DO THIS >> Starting at the line that holds "Objective — one point per instance of the fluffy", set down each line through the end of the listing, exactly as written and with nothing added.

SUPPLIED MATERIAL >>
━━━━━━━━━━

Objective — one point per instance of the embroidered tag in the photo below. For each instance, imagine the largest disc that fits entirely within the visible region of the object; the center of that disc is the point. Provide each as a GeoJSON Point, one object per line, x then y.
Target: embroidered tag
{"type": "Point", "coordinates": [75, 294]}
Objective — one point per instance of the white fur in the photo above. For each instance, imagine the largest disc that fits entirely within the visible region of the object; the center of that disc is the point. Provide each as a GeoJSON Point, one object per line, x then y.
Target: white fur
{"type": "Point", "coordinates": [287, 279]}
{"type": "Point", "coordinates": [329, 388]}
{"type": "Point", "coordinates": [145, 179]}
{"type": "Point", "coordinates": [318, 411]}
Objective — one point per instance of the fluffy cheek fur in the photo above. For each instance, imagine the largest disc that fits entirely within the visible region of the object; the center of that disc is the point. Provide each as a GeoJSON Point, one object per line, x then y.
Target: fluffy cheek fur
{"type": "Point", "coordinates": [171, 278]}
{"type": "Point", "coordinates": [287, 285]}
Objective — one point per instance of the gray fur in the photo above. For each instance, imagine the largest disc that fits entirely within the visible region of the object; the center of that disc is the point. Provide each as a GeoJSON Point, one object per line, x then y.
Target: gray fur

━━━━━━━━━━

SOLUTION TO THIS PROBLEM >>
Objective — one point per instance of the fluffy cheek fur in the photo above. For each instance, imagine the largest disc that fits entirely within the visible region of the object; the center of that disc is the point. Provide each as a GeoJSON Point, one object per line, x then y.
Target: fluffy cheek fur
{"type": "Point", "coordinates": [171, 278]}
{"type": "Point", "coordinates": [287, 285]}
Objective — one point per instance of the gray fur in the photo above. For each instance, imagine the largest disc that fits entirely within the visible region of the object; the center of that disc is the point. Provide each as a GeoJSON Point, one object per line, x then y.
Target: gray fur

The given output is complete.